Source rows
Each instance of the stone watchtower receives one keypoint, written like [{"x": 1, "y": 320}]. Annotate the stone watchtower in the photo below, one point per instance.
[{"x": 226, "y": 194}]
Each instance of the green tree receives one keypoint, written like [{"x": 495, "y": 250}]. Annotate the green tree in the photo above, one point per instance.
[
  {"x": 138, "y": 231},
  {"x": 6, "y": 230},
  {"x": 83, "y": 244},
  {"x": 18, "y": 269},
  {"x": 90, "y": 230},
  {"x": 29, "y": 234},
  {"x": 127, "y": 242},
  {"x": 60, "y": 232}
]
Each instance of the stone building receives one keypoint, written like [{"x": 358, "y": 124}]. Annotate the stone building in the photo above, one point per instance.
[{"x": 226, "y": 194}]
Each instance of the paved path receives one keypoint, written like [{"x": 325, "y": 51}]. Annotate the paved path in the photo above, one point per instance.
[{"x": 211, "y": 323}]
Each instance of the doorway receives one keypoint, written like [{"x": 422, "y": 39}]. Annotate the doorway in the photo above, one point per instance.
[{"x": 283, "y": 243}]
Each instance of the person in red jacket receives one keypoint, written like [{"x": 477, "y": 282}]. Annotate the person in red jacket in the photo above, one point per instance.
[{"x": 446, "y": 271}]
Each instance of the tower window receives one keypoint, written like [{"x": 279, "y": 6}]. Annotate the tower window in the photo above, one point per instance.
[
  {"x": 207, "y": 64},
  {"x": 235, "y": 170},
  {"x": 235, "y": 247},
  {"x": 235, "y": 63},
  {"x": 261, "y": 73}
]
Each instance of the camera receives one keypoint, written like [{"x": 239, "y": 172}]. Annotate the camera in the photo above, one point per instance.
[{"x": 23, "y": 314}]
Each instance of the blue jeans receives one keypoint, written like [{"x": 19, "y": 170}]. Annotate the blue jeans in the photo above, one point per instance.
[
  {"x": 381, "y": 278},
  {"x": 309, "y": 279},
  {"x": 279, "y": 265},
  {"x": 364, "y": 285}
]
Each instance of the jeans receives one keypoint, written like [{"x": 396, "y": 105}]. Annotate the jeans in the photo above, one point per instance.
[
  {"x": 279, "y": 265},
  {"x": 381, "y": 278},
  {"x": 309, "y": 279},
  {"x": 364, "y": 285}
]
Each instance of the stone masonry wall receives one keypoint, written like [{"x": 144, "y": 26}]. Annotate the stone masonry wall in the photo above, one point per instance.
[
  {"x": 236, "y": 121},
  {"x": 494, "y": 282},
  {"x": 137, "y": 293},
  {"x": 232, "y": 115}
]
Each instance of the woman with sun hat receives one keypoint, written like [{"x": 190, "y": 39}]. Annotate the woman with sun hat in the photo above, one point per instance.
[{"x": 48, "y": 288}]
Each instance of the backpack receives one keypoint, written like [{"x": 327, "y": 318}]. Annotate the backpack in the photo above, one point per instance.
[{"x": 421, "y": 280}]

Direction >> Reproduce the rows from the line with "Each instance of the backpack" through the end of the rows, requests included, offsetting every x and y coordinate in the answers by adding 11.

Solution for this problem >>
Each instance of the backpack receives one keypoint, written like [{"x": 327, "y": 318}]. Annotate the backpack in the photo above, one point per instance.
[{"x": 432, "y": 291}]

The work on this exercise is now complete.